• WHAT THE TASK REQUIRES
Convert all of the data below into a numbered list, omitting any blank lines.

Entries from a dataset:
◇ ◇ ◇ ◇ ◇

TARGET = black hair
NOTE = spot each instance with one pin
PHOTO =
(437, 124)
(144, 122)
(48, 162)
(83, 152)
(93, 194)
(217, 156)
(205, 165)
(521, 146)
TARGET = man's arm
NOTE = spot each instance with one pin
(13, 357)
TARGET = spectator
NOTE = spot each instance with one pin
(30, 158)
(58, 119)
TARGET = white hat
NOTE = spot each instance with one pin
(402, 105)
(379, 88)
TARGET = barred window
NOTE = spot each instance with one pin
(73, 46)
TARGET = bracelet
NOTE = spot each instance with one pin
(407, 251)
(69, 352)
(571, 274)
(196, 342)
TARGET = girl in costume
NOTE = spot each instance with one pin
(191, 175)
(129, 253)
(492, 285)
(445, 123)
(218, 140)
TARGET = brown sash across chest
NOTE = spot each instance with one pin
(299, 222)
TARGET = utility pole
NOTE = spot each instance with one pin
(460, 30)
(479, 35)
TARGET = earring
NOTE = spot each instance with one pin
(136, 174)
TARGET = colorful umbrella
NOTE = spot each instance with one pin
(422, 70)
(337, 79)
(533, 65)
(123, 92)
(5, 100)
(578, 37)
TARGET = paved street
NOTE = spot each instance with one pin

◇ ◇ ◇ ◇ ◇

• PROBLEM SOLUTION
1. TARGET = black hair
2. NOTE = spot each instance with one pin
3. PHOTO =
4. (437, 124)
5. (144, 122)
6. (48, 162)
7. (83, 152)
8. (93, 194)
9. (217, 156)
10. (205, 165)
11. (521, 146)
12. TARGET = man's arm
13. NOTE = spot each instance with one pin
14. (13, 357)
15. TARGET = spectator
16. NOTE = spot each instance with one pin
17. (30, 158)
18. (58, 119)
19. TARGET = white hat
20. NOTE = spot each instance with one pin
21. (402, 105)
22. (379, 88)
23. TARGET = barred window
24. NOTE = spot each instance with one pin
25. (73, 46)
26. TARGET = bracelet
27. NOTE = spot each instance with one pin
28. (407, 251)
29. (69, 352)
30. (571, 274)
31. (196, 342)
32. TARGET = girl in costume
33. NOTE = spot each instance with one pin
34. (191, 175)
35. (129, 253)
36. (492, 285)
37. (445, 123)
38. (218, 140)
39. TARGET = brown sash across chest
40. NOTE = spot each instance with one pin
41. (299, 222)
42. TARGET = utility pole
43. NOTE = spot each instance with one pin
44. (460, 30)
45. (479, 35)
46. TARGET = earring
47. NOTE = spot each instance with one pin
48. (136, 174)
49. TARGET = colorful umbrella
50. NOTE = spot each instance with one pin
51. (422, 70)
52. (337, 79)
53. (533, 65)
54. (123, 92)
55. (5, 100)
56. (578, 37)
57. TARGET = paved street
58. NOTE = spot each instance with one pin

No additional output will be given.